*EXERCICE*. Traduisez en anglais cette phrase de l'article sur la théorie du complot : « Il y a fort à parier que la fermeté, précipitée et irréfléchie, ruinera la sérénité et l’unité, installant la crispation, la suspicion et le conflit dans les établissements scolaires. »

*DOCUMENT*.
Fonte:
www.liberation.fr/debats
La théorie du complot et les pompiers pyromanes
Dans le cadre de la lutte contre la radicalisation, le ministère de l’Education recommande au corps enseignant de prévenir et de sensibiliser les élèves contre les «théories complotistes». Une approche précipitée et dogmatique. Une incitation à «penser droit» ?
Le gouvernement a lancé un plan d’action contre la radicalisation et le terrorisme qui mobilise les fonctionnaires de l’Etat en leur recommandant d’«agir avec trois principes : fermeté, sérénité, unité». Parmi les nouveaux appelés de cette lutte contre les égarements idéologiques, figurent les enseignants. Dans le dossier de presse de ce plan d’action, daté du 9 mai, il est indiqué que «les agents publics, notamment les enseignants, qui sont quotidiennement au contact avec les jeunes, constituent des acteurs de premier niveau essentiels pour détecter des dérives pouvant conduire à la radicalisation et pour entraver l’adhésion aux théories du complot, aux comportements de rupture et aux discours de haine qui favorisent de telles dérives». Haro sur la jeunesse et appel à la vigilance de ses professeurs !
L’intransigeance est mauvaise conseillère pédagogique. Elle peut être une vertu morale pour ceux qui ont la conviction d’avoir toujours raison ; elle est surtout la marque d’un dogmatisme qui, une fois mis en œuvre, fait échouer toute pédagogie. Il y a fort à parier que la fermeté, précipitée et irréfléchie, ruinera la sérénité et l’unité, installant la crispation, la suspicion et le conflit dans les établissements scolaires.
Nouvelle marotte du moment : la lutte contre le complotisme ! Organisée sans préparation ni sensibilisation des enseignants à une connaissance des théories du complot (infiniment plus complexes à comprendre qu’à dénoncer), elle repose sur une volonté contre-productive de normalisation des représentations. Au mieux, les élèves les plus malins ou les plus provocateurs sauront piéger les commissaires politiques de la rééducation mentale ; au pire, les contre-feux maladroitement allumés ne feront que transformer les convictions timides en brasier. Les outils offerts par le ministère de l’Education nationale sont indigents, et ne sauraient remplacer une formation en histoire des idées et philosophie politique. Quant au «vidéo-kit pédagogique» produit par France Télévisions, il prend les élèves pour des naïfs manipulables, au vocabulaire restreint et au discernement en berne («nous tentons d’apporter des révélations sur des trucs secrets, habituellement bidouillés à plusieurs, loin des yeux du grand public et pour un profit financier ou politique. […]. L’esprit critique, c’est bien. Mais c’est inquiétant de voir qu’au nom de l’esprit critique, certains jeunes se jettent dans les bras de manipulateurs sur Internet. Ou de paranoïaques. Ou de mythos. Ou les trois à la fois.»)

*BLOC DE DONNÉES*.
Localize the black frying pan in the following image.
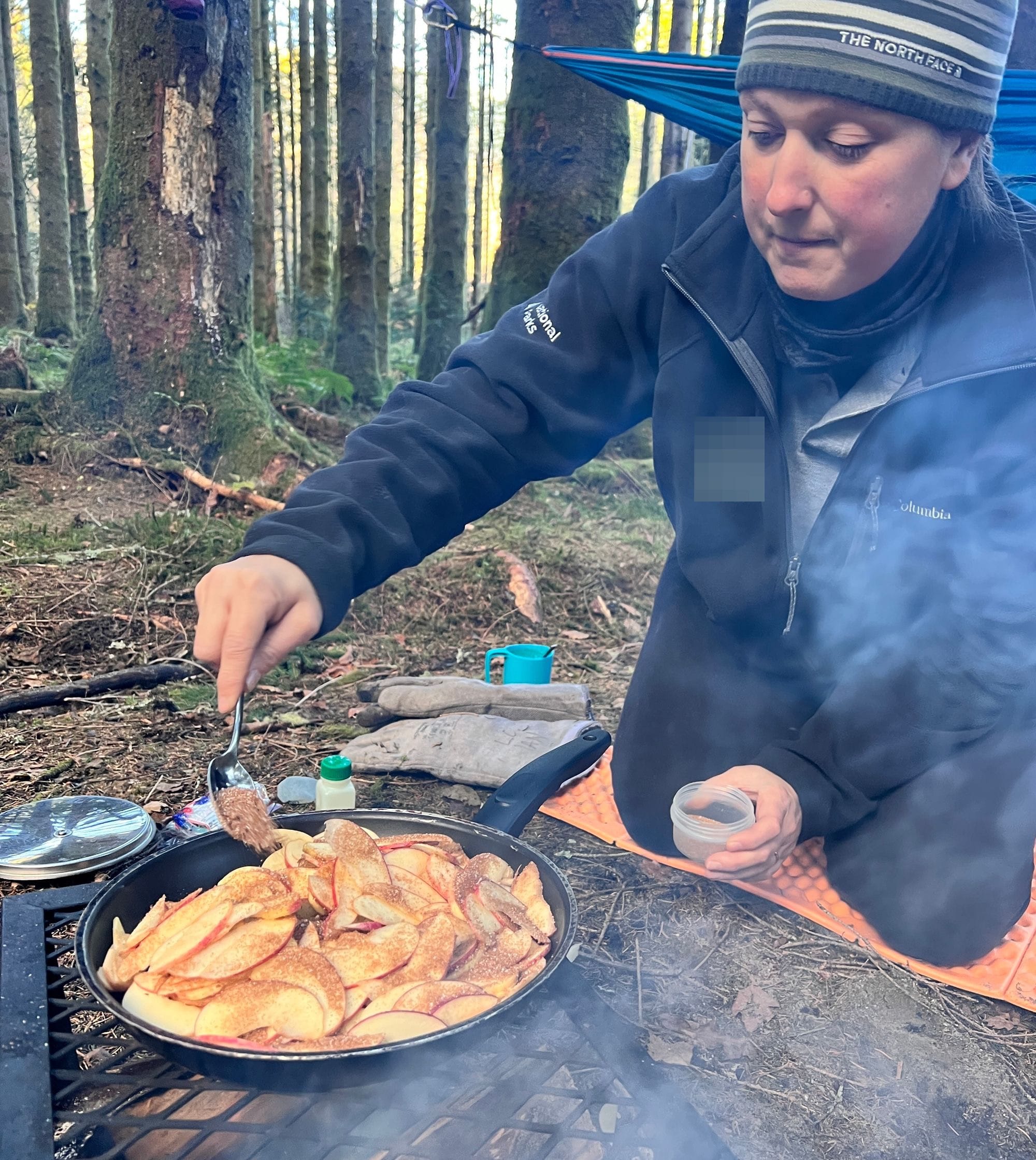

*RÉPONSE RÉDIGÉE*. It is a safe bet that firmness, hasty and ill-considered, will ruin serenity and unity, bringing tension, suspicion, and conflict into schools.